*Task 1*.
From the paper's figure listing, give the number and title of every figure it describes.
*Task 2*.
Reproduce the stretch of the figure listing from "This paper contains" through "components across conditions.", swapping "trial" out for "experiment".

This paper contains 31 sections, 5 figures.

Figures (5)

  • Figure 1: Study design and intervention components.a. Overall trial design. b. Examples of nudge content for T1 and T2, illustrating the shared usage-report backbone (weekly usage report) in both groups and the additional LLM-generated suggestions in T2. c. Decomposition of intervention components across conditions.
  • Figure 2: Conservation outcomes during the intervention.a. Distribution of individual average daily electricity consumption during the intervention period (left) and group-level saving rates relative to baseline (right) for C, T1, and T2. Bars indicate group means with 95% confidence intervals. b. Same as panel a, but for hot water. c. Weekly electricity saving rates for T1 and T2 relative to C. d. Same as panel c, but for hot water. Analytic sample sizes were n = 169 for electricity and n = 166 for hot water; group-specific counts are reported in Supplementary Table \ref{['tab:s1']}.
  • Figure 3: Content characteristics and participant engagement.a. Topic composition of nudge content estimated by topic modeling, comparing conventional nudges (C & T1) with LLM-personalized nudges (T2). We merge C and T1 as they share the same content with differences only in the format. Stacked bars show topic probability (%). b. Mean keyword counts per LLM-personalized nudge in T2 for five content categories across intervention stages. c. Exploratory post-nudge survey ratings on 5-point scales for perceived accuracy, actionability, and satisfaction in the mid and final rounds among T2 participants. d. Engagement rates for C, T1, and T2. e. Time to the first missed 48-hour reply window following a nudge, with shaded areas indicating 95% CI.
  • Figure 4: Heterogeneity of nudge effectiveness.a-c. Distribution of individual treatment effects (ITEs) estimated via meta-learner for pooled analysis (a), electricity (b) and hot water (c), comparing T1 and T2. Each point represents one participant's ITE relative to the control condition. Distributions are shown as raincloud plots combining kernel density estimates, box plots (median, interquartile range), and individual data points. Dashed lines indicate mean effects. d--e. Behavioral archetypes identified through trajectory clustering for electricity (d) and hot water (e). Upper panels show individual consumption trajectories (thin lines) and archetype means (thick lines) across intervention rounds. Lower panels show the percentage of participants in each archetype by treatment group. Shaded areas denote ±1 s.d. around cluster means.
  • Figure 5: Predictors of conservation behaviors and their dynamics.a. Normalized feature importance scores from XGBoost models predicting average daily consumption during the intervention for electricity (green square) and hot water (purple circle). b. Category-level feature importance in early and late intervention stages for electricity. At each stage, a separate XGBoost model was trained using the same feature set. c. Same as panel b, but for hot water.

*Supplied records*.
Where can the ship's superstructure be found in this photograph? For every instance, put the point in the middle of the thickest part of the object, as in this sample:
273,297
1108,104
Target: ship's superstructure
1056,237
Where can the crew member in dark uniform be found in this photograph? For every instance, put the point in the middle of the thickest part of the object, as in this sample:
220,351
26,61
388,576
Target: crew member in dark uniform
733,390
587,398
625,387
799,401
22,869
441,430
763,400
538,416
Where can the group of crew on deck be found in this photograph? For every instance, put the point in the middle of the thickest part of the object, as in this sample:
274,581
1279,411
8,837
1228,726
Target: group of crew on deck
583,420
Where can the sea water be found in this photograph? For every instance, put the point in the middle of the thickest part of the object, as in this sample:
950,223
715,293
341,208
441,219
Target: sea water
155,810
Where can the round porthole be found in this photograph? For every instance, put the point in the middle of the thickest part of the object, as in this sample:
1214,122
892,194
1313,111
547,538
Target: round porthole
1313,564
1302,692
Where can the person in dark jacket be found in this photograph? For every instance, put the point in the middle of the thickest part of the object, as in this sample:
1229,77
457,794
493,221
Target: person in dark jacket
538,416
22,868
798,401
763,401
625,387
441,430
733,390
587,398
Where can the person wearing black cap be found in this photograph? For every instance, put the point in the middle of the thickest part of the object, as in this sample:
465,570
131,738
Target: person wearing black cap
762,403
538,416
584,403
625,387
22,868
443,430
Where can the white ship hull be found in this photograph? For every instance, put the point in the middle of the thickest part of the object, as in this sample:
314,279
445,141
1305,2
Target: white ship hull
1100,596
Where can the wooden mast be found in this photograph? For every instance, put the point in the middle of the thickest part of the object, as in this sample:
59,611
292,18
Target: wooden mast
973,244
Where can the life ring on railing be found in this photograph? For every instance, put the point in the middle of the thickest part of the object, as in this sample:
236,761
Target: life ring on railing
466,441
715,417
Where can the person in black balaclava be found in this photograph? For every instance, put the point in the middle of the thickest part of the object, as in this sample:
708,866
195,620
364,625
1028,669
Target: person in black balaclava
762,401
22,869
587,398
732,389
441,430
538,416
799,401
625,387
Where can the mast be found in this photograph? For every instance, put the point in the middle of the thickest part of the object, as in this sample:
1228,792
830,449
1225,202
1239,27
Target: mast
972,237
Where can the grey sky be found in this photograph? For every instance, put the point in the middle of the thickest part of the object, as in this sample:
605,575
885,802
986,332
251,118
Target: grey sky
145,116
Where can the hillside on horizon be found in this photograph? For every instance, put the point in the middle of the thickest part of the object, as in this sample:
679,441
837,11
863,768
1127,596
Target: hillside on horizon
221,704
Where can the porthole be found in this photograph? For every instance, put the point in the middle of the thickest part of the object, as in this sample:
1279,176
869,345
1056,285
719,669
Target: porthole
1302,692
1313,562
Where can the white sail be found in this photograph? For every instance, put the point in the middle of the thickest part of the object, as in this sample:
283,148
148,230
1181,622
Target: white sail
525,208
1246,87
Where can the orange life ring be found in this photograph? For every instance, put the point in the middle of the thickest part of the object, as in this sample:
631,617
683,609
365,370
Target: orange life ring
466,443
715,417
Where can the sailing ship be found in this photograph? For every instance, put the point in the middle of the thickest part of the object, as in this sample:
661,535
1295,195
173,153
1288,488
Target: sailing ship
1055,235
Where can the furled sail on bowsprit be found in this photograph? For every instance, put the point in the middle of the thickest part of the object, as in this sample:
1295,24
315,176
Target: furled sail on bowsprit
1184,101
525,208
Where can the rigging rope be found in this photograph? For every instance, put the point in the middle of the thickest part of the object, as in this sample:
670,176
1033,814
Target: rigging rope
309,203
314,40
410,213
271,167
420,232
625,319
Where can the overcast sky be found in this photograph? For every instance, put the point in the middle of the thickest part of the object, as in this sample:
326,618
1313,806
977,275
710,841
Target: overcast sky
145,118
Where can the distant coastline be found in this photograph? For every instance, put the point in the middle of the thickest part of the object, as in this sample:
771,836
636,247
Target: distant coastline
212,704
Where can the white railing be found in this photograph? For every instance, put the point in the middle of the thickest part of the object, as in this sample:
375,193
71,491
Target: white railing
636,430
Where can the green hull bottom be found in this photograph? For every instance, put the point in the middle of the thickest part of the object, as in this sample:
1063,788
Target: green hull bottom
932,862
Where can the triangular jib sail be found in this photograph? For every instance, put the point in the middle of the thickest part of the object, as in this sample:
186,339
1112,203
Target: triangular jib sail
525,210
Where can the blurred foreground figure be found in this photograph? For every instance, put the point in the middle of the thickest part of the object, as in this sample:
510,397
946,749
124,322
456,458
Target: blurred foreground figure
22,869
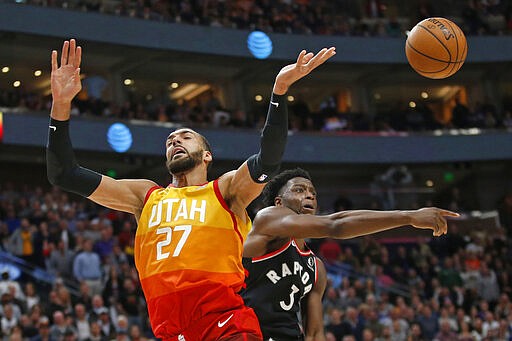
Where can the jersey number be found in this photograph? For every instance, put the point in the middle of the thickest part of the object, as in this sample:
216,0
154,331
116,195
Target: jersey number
168,237
292,299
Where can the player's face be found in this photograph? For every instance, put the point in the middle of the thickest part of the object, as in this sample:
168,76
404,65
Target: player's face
300,196
184,151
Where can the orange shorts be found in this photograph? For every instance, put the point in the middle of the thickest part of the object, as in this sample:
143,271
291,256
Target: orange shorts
240,324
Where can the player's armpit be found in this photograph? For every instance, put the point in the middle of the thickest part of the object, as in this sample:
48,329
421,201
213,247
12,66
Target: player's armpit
124,195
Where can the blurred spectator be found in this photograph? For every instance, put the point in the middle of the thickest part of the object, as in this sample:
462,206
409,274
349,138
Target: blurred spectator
60,262
87,267
21,242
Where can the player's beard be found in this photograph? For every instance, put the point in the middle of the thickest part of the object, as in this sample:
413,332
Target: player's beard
184,164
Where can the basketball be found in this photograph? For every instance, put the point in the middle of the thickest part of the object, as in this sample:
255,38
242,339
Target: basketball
436,48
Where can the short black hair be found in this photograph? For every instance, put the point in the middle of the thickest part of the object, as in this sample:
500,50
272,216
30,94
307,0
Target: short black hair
274,186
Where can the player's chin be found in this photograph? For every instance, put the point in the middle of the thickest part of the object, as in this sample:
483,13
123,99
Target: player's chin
307,210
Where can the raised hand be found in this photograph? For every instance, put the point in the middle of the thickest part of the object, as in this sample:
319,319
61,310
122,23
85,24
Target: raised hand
65,80
306,62
432,218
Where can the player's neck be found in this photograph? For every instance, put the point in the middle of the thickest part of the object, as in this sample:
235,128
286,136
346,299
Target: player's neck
300,243
194,177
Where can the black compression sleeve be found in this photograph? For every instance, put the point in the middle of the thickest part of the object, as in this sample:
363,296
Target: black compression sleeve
267,162
62,168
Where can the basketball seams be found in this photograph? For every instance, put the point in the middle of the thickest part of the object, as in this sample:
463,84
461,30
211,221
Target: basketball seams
439,40
432,56
452,71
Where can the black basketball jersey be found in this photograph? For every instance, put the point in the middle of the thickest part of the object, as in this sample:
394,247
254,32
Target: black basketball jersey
275,285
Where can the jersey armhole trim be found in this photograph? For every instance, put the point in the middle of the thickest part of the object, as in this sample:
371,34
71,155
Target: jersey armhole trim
223,203
272,254
149,193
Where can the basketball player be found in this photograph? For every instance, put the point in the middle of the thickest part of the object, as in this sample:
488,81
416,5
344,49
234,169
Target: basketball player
285,279
190,235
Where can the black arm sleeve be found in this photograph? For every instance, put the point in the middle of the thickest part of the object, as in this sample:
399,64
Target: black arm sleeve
62,168
264,165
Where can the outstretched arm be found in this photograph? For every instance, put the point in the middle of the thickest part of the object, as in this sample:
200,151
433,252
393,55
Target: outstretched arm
62,167
315,311
282,222
242,186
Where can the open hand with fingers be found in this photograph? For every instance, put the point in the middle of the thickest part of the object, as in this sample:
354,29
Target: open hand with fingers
306,62
65,80
431,218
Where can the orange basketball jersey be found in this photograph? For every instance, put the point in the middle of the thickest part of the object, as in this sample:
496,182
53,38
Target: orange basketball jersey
188,252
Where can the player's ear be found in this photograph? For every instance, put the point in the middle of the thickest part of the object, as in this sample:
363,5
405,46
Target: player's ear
278,201
207,156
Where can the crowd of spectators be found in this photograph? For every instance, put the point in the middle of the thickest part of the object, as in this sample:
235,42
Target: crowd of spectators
208,111
456,287
319,17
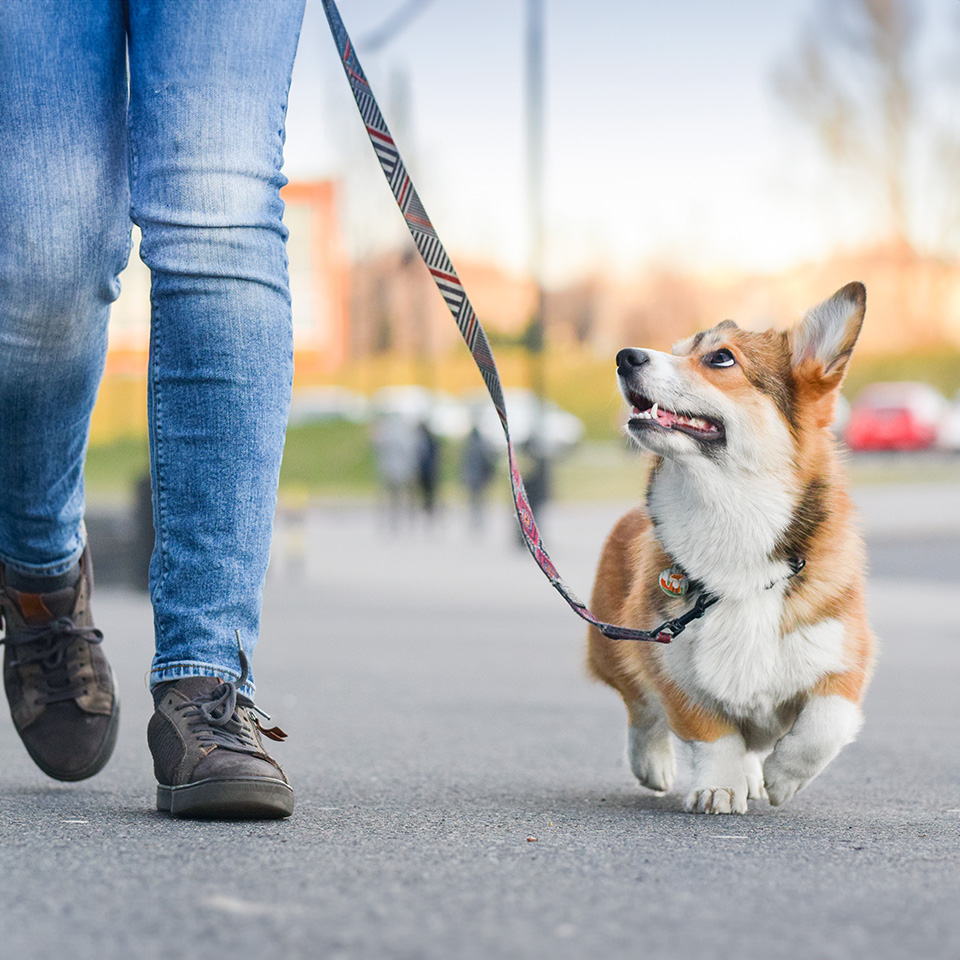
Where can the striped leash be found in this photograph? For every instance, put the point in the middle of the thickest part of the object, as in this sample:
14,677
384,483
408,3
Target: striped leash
441,269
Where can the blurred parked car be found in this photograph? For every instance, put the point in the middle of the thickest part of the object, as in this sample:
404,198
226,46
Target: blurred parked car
948,436
895,416
443,414
320,404
535,423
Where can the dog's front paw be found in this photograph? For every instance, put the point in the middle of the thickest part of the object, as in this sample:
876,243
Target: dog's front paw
652,758
781,782
717,800
753,770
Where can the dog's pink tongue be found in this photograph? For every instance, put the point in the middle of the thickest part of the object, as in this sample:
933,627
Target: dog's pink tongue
666,418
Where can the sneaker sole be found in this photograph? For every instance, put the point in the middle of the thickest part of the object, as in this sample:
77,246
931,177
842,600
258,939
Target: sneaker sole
251,798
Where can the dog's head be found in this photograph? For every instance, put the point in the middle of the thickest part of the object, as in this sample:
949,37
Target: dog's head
734,395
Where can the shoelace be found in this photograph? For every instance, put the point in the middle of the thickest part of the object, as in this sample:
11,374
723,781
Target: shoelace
49,647
216,720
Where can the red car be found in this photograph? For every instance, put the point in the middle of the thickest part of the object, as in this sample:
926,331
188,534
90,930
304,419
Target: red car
895,416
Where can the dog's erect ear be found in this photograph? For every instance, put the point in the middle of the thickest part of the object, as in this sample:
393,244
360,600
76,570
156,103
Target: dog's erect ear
822,342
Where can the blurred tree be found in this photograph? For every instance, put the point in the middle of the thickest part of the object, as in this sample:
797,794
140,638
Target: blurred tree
851,82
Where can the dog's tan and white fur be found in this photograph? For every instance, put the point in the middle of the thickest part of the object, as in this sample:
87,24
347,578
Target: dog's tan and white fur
766,687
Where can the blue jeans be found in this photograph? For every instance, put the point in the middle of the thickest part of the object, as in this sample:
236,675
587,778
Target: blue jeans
193,158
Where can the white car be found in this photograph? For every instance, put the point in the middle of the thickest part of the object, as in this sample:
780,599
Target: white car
534,422
320,404
443,414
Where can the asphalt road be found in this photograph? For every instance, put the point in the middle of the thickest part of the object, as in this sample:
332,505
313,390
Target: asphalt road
462,790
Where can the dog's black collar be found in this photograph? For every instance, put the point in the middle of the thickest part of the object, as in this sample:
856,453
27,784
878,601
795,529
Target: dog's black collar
670,629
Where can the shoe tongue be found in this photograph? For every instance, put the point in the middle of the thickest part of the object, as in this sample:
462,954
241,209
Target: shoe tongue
38,609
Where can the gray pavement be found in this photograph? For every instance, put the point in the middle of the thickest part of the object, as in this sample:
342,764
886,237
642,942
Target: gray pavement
462,790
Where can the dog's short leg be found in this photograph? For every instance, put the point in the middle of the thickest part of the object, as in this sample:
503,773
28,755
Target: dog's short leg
719,776
649,747
824,727
753,769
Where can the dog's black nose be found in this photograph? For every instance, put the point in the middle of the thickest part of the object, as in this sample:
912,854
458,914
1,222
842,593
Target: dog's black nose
629,359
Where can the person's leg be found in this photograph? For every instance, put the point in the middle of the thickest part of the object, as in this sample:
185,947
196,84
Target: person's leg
209,82
64,238
208,93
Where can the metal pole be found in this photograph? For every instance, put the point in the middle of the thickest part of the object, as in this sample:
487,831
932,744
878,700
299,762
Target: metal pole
534,111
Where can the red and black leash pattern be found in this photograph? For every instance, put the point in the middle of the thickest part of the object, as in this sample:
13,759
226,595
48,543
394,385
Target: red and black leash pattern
445,276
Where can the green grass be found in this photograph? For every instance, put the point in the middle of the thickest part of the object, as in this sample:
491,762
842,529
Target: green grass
113,470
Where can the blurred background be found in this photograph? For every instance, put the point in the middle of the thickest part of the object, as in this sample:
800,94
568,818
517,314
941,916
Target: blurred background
604,175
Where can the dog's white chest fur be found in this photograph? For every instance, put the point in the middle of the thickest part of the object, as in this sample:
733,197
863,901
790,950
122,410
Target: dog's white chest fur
724,533
737,657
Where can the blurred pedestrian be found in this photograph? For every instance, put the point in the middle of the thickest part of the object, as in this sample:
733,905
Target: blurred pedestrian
476,471
395,447
169,113
428,467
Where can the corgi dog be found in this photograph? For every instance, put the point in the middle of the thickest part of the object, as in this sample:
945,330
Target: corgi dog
746,505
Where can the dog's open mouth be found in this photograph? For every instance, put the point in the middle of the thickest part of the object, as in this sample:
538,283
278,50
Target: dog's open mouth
646,413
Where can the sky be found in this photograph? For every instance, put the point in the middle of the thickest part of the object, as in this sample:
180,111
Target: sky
664,141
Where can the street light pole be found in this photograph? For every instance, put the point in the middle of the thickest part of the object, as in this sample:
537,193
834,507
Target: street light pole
534,118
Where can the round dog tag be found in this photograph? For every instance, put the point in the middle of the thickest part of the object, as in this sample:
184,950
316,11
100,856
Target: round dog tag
674,582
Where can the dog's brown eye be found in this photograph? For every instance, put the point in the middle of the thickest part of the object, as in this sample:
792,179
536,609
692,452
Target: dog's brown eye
720,358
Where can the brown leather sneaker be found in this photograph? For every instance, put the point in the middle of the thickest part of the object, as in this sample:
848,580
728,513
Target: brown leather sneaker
58,682
208,754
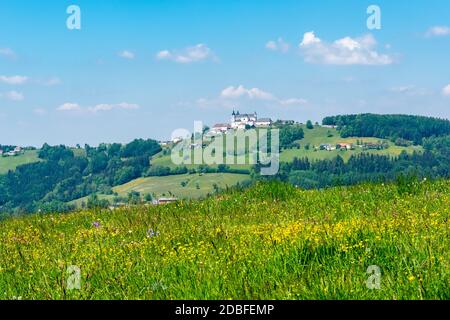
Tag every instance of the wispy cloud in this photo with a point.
(438, 31)
(7, 52)
(232, 92)
(446, 90)
(232, 95)
(410, 90)
(69, 106)
(50, 82)
(109, 107)
(278, 45)
(12, 96)
(40, 111)
(345, 51)
(14, 80)
(102, 107)
(197, 53)
(126, 54)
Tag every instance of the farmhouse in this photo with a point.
(343, 145)
(327, 147)
(240, 121)
(165, 201)
(219, 128)
(263, 122)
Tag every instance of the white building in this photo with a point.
(219, 128)
(240, 121)
(263, 122)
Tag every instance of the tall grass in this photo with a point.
(272, 241)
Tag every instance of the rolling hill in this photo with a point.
(272, 241)
(195, 185)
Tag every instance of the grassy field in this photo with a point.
(196, 185)
(268, 242)
(315, 137)
(319, 135)
(10, 163)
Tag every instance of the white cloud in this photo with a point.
(345, 51)
(199, 52)
(402, 89)
(7, 52)
(233, 95)
(108, 107)
(127, 54)
(14, 80)
(40, 111)
(438, 31)
(53, 81)
(293, 101)
(68, 106)
(12, 95)
(98, 108)
(410, 90)
(309, 38)
(446, 90)
(240, 91)
(279, 45)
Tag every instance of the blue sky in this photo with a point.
(140, 69)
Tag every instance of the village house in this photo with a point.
(263, 122)
(219, 128)
(327, 147)
(241, 121)
(343, 145)
(161, 201)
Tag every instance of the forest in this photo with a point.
(66, 174)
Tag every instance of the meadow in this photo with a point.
(11, 163)
(183, 186)
(271, 241)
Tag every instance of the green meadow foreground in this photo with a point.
(271, 241)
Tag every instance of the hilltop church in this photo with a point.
(240, 121)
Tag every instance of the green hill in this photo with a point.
(314, 138)
(321, 135)
(11, 163)
(272, 241)
(185, 186)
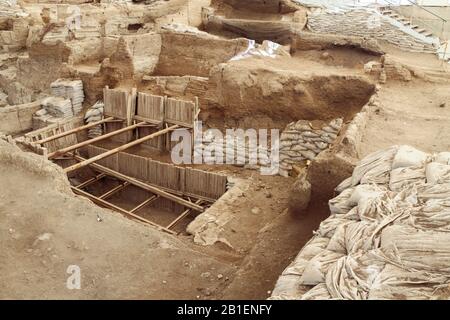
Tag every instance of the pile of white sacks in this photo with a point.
(94, 114)
(388, 235)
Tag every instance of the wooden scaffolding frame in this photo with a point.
(131, 121)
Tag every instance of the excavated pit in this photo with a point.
(316, 84)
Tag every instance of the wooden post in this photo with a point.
(87, 142)
(143, 185)
(119, 149)
(90, 181)
(145, 203)
(66, 133)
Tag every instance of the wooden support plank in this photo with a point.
(143, 185)
(119, 209)
(153, 198)
(66, 133)
(114, 190)
(88, 142)
(90, 181)
(119, 149)
(183, 215)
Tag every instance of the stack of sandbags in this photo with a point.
(388, 233)
(58, 107)
(300, 141)
(94, 114)
(70, 89)
(42, 119)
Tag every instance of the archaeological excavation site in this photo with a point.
(224, 150)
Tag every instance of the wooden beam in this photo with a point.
(119, 209)
(66, 133)
(90, 181)
(114, 190)
(88, 142)
(119, 149)
(143, 185)
(183, 215)
(153, 198)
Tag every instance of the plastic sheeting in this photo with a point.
(266, 49)
(388, 235)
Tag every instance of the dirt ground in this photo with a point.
(45, 228)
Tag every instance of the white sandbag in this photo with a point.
(375, 168)
(365, 192)
(433, 215)
(317, 267)
(288, 285)
(352, 276)
(318, 292)
(442, 157)
(417, 249)
(339, 204)
(395, 283)
(409, 157)
(353, 237)
(328, 226)
(437, 173)
(433, 191)
(403, 177)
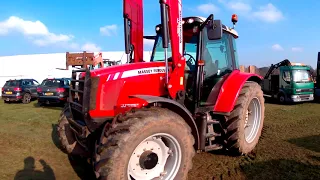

*Written reply 1*.
Figure 1: Study design and intervention components
Figure 2: Conservation outcomes during the intervention
Figure 3: Content characteristics and participant engagement
Figure 4: Heterogeneity of nudge effectiveness
Figure 5: Predictors of conservation behaviors and their dynamics

*Written reply 2*.
This paper contains 31 sections, 5 figures.

Figures (5)

  • Figure 1: Study design and intervention components.a. Overall experiment design. b. Examples of nudge content for T1 and T2, illustrating the shared usage-report backbone (weekly usage report) in both groups and the additional LLM-generated suggestions in T2. c. Decomposition of intervention components across conditions.